Document segment:
*** Block opens ***
Let’s Talk About Shingles
Many people don’t realize this, but shingles is actually one of the diseases that dermatologists specialize in! The official name that doctors use for shingles is herpes zoster. If you had the chicken pox virus in the past, then you are at risk for developing shingles, because the chicken pox virus stays in your body. A shingles outbreak happens when the virus moves out to the skin. Shingles is normally treated with a prescription anti-viral medication.
Most people who get shingles develop a very painful blistering rash. People tend to notice pain, burning, and/or tingling in the area one to two days prior to the blisters and redness showing up. It is VERY important to get in to the doctor if you have any shingles-like symptoms and have it treated as soon as possible so that you are not left with a chronic pain syndrome in the affected areas. This chronic pain condition is called post-herpetic neuralgia.
*** Block closes ***
Stored data entries
*** Block opens ***
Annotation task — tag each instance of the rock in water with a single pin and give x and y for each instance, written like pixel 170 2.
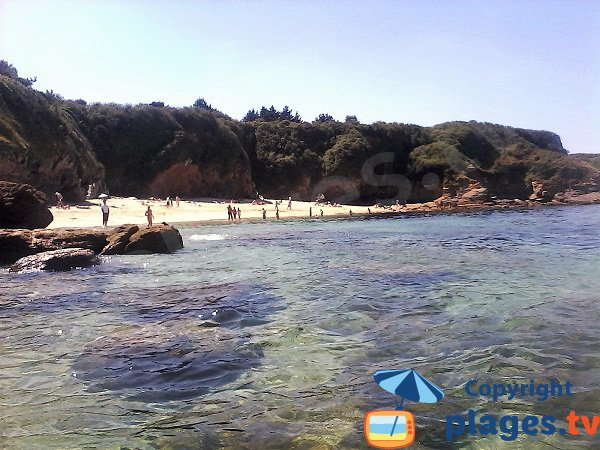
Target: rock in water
pixel 118 239
pixel 56 260
pixel 22 206
pixel 161 238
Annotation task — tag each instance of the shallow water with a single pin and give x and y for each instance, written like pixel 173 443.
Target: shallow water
pixel 259 336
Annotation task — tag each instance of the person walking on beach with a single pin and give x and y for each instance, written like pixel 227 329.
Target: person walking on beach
pixel 105 211
pixel 149 216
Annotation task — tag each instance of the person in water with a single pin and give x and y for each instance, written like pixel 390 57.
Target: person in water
pixel 105 211
pixel 149 216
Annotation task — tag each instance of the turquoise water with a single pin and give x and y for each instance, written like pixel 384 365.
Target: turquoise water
pixel 265 336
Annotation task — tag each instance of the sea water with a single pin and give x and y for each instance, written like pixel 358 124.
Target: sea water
pixel 267 335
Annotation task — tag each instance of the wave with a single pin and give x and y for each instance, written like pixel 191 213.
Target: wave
pixel 209 237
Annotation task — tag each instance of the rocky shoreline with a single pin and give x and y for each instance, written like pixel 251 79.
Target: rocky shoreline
pixel 37 246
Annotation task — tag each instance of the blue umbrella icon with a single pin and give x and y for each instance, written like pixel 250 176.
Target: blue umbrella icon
pixel 408 384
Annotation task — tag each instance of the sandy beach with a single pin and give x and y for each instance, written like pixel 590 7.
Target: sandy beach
pixel 131 210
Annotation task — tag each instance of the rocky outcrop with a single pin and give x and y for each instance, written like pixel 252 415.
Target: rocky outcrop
pixel 118 239
pixel 56 260
pixel 159 239
pixel 474 193
pixel 15 244
pixel 22 206
pixel 126 239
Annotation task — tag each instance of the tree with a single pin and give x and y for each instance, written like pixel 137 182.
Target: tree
pixel 272 115
pixel 9 70
pixel 201 103
pixel 324 118
pixel 251 115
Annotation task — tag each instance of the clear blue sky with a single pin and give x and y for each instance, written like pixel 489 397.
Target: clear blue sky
pixel 530 64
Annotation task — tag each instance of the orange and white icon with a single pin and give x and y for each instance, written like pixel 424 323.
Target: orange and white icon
pixel 389 428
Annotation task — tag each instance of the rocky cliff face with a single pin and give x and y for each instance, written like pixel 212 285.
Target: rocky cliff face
pixel 144 150
pixel 41 145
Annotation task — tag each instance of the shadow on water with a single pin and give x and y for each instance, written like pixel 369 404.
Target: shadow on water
pixel 176 343
pixel 156 367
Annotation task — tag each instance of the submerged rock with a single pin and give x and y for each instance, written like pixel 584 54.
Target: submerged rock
pixel 56 260
pixel 22 206
pixel 162 238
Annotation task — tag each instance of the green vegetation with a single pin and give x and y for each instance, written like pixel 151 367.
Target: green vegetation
pixel 154 149
pixel 591 158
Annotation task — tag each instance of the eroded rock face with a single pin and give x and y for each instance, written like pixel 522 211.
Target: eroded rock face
pixel 18 243
pixel 118 239
pixel 56 260
pixel 22 206
pixel 475 193
pixel 161 238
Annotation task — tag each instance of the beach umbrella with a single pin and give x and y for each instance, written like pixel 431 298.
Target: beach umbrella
pixel 408 384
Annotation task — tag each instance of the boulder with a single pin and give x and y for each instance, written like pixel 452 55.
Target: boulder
pixel 475 193
pixel 161 238
pixel 17 243
pixel 22 206
pixel 56 260
pixel 118 239
pixel 89 238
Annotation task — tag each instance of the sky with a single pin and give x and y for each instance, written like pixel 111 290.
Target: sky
pixel 523 63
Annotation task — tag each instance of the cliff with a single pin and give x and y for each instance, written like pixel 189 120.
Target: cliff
pixel 58 145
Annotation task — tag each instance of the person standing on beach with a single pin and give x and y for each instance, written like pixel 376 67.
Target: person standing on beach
pixel 59 203
pixel 149 216
pixel 105 211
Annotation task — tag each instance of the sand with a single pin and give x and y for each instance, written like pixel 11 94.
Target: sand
pixel 131 210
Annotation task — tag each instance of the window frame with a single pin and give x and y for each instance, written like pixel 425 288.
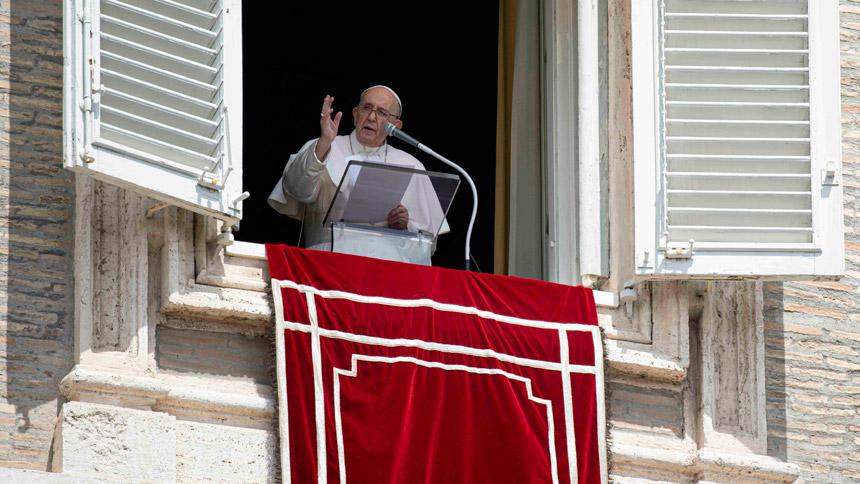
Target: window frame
pixel 771 261
pixel 217 193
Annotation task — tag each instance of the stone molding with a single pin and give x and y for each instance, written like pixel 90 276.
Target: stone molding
pixel 150 393
pixel 705 465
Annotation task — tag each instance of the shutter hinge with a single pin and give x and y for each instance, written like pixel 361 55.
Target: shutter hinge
pixel 680 250
pixel 830 175
pixel 210 180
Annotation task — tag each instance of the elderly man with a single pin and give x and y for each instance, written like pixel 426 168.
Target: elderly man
pixel 310 178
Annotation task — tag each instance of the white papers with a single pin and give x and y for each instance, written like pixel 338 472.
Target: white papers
pixel 375 193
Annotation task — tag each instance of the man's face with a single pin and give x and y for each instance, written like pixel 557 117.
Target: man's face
pixel 368 127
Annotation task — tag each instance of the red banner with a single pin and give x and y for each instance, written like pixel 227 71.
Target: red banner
pixel 396 373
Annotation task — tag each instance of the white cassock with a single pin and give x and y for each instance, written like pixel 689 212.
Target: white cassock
pixel 312 182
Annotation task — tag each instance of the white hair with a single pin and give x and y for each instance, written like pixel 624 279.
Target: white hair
pixel 399 104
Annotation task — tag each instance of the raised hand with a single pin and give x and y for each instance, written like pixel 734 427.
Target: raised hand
pixel 398 217
pixel 328 127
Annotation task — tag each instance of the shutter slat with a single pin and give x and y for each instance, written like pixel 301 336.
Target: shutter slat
pixel 160 77
pixel 169 26
pixel 158 94
pixel 164 60
pixel 146 146
pixel 158 40
pixel 734 16
pixel 167 115
pixel 175 10
pixel 736 33
pixel 751 87
pixel 156 130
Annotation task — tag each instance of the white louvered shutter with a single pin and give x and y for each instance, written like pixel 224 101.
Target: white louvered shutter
pixel 737 138
pixel 153 94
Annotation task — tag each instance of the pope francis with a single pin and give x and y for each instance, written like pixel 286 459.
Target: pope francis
pixel 310 177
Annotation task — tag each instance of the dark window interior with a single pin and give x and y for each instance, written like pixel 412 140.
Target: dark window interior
pixel 442 63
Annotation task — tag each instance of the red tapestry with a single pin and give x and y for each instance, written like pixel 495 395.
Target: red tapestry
pixel 396 373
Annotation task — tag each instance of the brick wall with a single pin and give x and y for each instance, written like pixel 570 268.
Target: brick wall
pixel 812 330
pixel 36 200
pixel 213 353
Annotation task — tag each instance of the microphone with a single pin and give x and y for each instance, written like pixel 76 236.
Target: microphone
pixel 393 131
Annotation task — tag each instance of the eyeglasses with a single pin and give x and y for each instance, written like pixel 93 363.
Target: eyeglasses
pixel 381 113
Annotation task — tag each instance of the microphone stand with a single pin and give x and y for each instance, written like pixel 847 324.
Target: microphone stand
pixel 392 130
pixel 468 264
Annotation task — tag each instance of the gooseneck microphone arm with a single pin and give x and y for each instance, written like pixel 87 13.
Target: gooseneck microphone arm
pixel 392 130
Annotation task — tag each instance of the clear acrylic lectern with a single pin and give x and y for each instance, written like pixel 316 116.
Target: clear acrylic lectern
pixel 357 217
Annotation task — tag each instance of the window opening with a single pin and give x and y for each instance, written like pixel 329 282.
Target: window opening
pixel 443 66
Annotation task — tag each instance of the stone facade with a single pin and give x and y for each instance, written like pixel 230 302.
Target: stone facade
pixel 132 349
pixel 36 204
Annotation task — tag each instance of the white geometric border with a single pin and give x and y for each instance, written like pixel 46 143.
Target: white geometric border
pixel 564 367
pixel 353 372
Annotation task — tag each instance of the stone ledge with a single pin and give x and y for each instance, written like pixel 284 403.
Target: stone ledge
pixel 218 303
pixel 140 391
pixel 645 364
pixel 706 464
pixel 16 476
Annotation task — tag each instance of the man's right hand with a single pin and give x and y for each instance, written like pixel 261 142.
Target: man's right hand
pixel 328 128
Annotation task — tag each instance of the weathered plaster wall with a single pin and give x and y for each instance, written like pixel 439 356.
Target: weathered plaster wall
pixel 812 330
pixel 36 201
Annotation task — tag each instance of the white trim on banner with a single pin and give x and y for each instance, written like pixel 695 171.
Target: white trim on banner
pixel 317 333
pixel 353 372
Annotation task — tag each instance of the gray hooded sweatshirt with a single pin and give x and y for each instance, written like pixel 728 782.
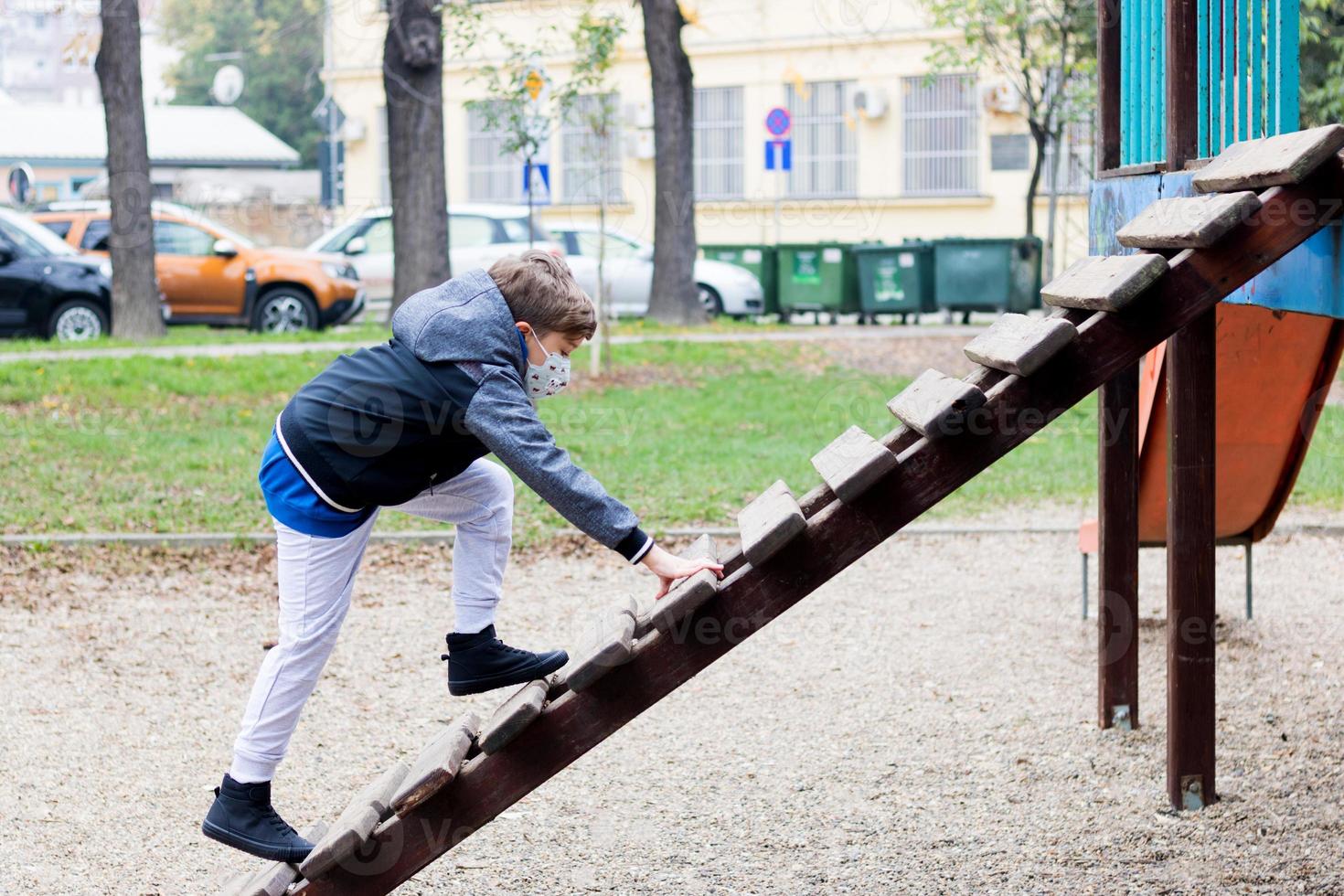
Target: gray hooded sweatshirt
*** Block closes ***
What this exercise asks:
**1.** Summarize the shingles text in two sentences.
**2.** Continue the text about shingles from its last sentence.
The records were taken from a different source than the text.

Response list:
**1.** Shingles, which doctors call herpes zoster, can develop in anyone who has had chicken pox, because that virus stays in the body and can move out to the skin, and it is normally treated with a prescription anti-viral medication. It usually brings a very painful blistering rash, often preceded by pain, burning, or tingling, and getting it treated as soon as possible helps prevent a chronic pain condition called post-herpetic neuralgia.

**2.**
Shingles can also lead to other long-term health issues, such as issues with your eyesight if you have a shingles outbreak on your face. Most of the time, people only get shingles once, but it is possible to have an outbreak again.
An active shingles outbreak can be contagious. If you have active blisters, you must avoid being around pregnant women, children, and anyone with a weakened immune system.
After you have seen your doctor and been given the prescription treatments, there are some over-the-counter things that you can use at home to help relieve the symptoms. Alternating Ibuprofen and Tylenol can help with pain, and you can also add Benadryl with it at bedtime. Topically, Epionce Renewal Calming cream, capsaicin cream, or Sarna lotion may help with any itching and/or burning that occurs.